▸ Texte fourni
-=-=-
Sache, jeune joueur, qu'il existe une licence te permettant d'assouvir pleinement tes penchants masochistes. Avec la série des Souls, le jeu de rôle prend un malin plaisir à associer la notion d'immersion à celle de challenge. Maintenant tu es prévenu, tu vas souffrir et tu risques même d'aimer ça. Une fois que tu y auras touché, tu risques fort de trouver les autres jeux insipides. Ecraser la concurrence ne suffit pas, il faut aussi qu'une telle licence parvienne à se renouveler. La question est justement de savoir si le plaisir est toujours intact avec ce Dark Souls II.
Jamais personne n'aurait parié sur le succès d'un obscur action-RPG présenté comme particulièrement hardcore et sorti exclusivement sur PS3. Et pourtant, Demon's Souls a bénéficié d'un bouche-à-oreille incroyable et s'est finalement imposé comme une véritable référence du genre. Tentant de surfer sur cette réussite inattendue, les petits gars de From Software sont repartis au turbin pour nous proposer une suite spirituelle qui améliore les mécaniques de leur premier bébé. Avec Dark Souls, ils nous ont donc pondu un titre toujours aussi exigeant mais l'expérience a pu toucher davantage de joueurs puisqu'elle était aussi disponible sur Xbox 360 et sur PC. Il ne faut pas croire que le développeur compte s'arrêter en si bon chemin, il remet plutôt le couvert avec une suite officielle cette fois-ci tout simplement intitulée Dark Souls II. Mais on est en droit de se demander si ce nouvel opus parvient suffisamment à renouveler la formule. En effet, c'était en grande partie la surprise qui faisait le charme de Demon's Souls et de Dark Souls, leur successeur parviendra-t-il à nous tenir de la même façon en haleine ?
Dans un monde sans espoir où l'immortalité fait figure de malédiction
Etre immortel n'est pas une sinécure. Juste quand vous pensiez vous reposer enfin, vous voilà revenu d'entre les morts sous la forme d'une carcasse. Après avoir affronté des bandits, des goules, des squelettes, des monstres puants, des démons et peut-être même d'autres aventuriers, vous voilà confronté à la déliquescence de votre propre corps. Chaque fois que vous pensiez vous abandonner dans les bras de la faucheuse, vous finissez par vous réveiller auprès de votre dernier feu de camp, avec un peu moins de force vitale. C'est en effet l'une des nouveautés majeures de cet épisode, la mort ne vous prive plus seulement des précieuses âmes accumulées qui servent aussi bien de points d'expérience que de monnaie d'échange, elle vient également raboter petit à petit votre jauge de vie. Pour retrouver votre humanité et votre santé d’antan, vous voilà obligé de sacrifier l'une des précieuses effigies humaines que vous avez obtenues à la sueur de votre front. La conséquence de ce parti pris est simple : la mort est plus que jamais punitive et vous arpentez l'univers de Dark Souls 2 avec cette conscience que le moindre faux pas risque de vous coûter très cher. Rassurez-vous, les équipes de From Software ont aussi pensé à vos nerfs et le fait de mourir en boucle finira par entraîner la disparition d'une partie des monstres de la zone en question. Ce n'est pas certain que cette disposition plaira aux fans orthodoxes de la série, mais elle est plutôt là pour ne pas dégoûter les néophytes.
-=-=-
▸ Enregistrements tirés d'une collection
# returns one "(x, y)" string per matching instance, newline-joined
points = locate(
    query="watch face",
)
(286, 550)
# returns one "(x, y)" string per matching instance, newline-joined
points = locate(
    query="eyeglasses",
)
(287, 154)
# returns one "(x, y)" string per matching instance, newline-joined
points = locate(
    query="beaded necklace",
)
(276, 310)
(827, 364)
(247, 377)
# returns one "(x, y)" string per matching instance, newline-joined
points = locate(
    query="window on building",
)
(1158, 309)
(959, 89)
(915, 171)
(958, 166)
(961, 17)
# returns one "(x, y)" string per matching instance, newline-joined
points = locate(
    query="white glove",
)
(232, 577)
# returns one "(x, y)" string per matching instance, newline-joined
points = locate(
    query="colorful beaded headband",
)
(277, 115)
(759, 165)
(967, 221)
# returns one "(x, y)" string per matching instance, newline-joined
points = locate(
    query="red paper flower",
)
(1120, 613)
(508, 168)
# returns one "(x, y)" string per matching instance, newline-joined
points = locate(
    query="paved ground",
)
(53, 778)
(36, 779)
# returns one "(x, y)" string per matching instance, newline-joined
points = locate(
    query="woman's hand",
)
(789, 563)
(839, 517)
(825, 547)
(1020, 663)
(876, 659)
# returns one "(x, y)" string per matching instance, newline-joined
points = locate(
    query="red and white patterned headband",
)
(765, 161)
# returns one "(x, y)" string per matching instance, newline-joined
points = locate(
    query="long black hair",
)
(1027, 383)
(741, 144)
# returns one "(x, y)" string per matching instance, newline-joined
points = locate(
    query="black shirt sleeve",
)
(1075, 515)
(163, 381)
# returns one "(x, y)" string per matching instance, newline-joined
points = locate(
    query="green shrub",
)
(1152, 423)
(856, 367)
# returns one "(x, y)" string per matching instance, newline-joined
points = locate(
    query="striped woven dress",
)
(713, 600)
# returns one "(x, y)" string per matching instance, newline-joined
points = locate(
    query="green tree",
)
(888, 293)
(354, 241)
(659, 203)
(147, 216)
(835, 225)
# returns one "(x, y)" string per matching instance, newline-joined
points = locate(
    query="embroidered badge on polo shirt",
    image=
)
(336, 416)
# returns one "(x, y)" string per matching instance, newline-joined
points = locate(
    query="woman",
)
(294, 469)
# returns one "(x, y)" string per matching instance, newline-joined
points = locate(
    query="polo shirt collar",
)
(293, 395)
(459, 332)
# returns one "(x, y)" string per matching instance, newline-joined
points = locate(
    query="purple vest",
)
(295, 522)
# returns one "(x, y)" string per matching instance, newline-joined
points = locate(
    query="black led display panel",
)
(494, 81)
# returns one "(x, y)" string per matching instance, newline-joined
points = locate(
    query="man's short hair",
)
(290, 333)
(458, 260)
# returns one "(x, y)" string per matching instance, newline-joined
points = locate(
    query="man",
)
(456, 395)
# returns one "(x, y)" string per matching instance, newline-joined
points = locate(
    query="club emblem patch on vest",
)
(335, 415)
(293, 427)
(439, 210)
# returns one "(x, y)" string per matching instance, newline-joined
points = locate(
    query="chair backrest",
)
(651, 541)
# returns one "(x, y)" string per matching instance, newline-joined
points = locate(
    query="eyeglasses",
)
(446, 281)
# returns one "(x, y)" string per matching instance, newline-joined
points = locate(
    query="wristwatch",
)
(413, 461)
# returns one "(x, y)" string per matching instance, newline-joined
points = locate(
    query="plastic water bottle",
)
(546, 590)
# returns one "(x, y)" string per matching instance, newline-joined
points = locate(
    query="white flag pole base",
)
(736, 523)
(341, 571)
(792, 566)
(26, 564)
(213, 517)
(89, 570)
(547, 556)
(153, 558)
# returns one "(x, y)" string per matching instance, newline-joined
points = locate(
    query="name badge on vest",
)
-=-=-
▸ Consigne 1
Indiquez si chacune des affirmations suivantes concorde avec le texte sur Dark Souls II, en répondant par oui ou par non et en citant à l'identique les mots du texte qui tranchent. (a) Demon's Souls est sorti uniquement sur PS3. (b) Dans Dark Souls II, mourir ne fait perdre que les âmes accumulées. (c) Mourir à répétition fait disparaître une partie des monstres de la zone.
▸ Consigne 2
Donnez la suite du texte sur Dark Souls II, en partant de sa dernière phrase.

▸ Résultat final 1
(a) Oui : « sorti exclusivement sur PS3 ».
(b) Non : « elle vient également raboter petit à petit votre jauge de vie ».
(c) Oui : « le fait de mourir en boucle finira par entraîner la disparition d'une partie des monstres de la zone en question ».

▸ Résultat final 2
Des environnements plus vastes mais peut-être un peu moins labyrinthiques
D'ailleurs, plusieurs éléments de gameplay ont clairement été intégrés pour que les nouveaux venus ne soient pas trop perdus. L'histoire est un peu plus évidente à suivre puisque les PNJ parlent désormais moins par énigmes. Les feux de camp sont plus rapprochés, ce qui est loin d'être un détail puisqu'ils permettent de reprendre sa vie, de restaurer la durabilité de son équipement, et de remplir ses fioles d'Estus qui font office de potions de santé. Le changement le plus radical concerne le level design qui paraît un peu moins torturé. Certes, il est toujours possible de fureter librement partout, quitte à tomber régulièrement sur des ennemis bien trop puissants qui vous écrasent en une claque au début de votre progression, mais les différents chemins paraissent un peu plus évidents, un peu moins labyrinthiques qu'avant. Il reste bien entendu possible de débloquer des raccourcis mais ceux-ci sont un peu moins fréquents et, globalement, on se retrouve avec un level design plus plat et moins labyrinthique qu'à l'accoutumée. C'est bien simple, après avoir vaincu un boss, il n'est pas rare de tomber sur un cul-de-sac où trône seulement un feu de camp permettant de se téléporter vers une autre contrée. Cette fonctionnalité permet de profiter d'environnements plus variés, avec notamment beaucoup d'extérieurs, mais on perd un peu d'immersion au passage.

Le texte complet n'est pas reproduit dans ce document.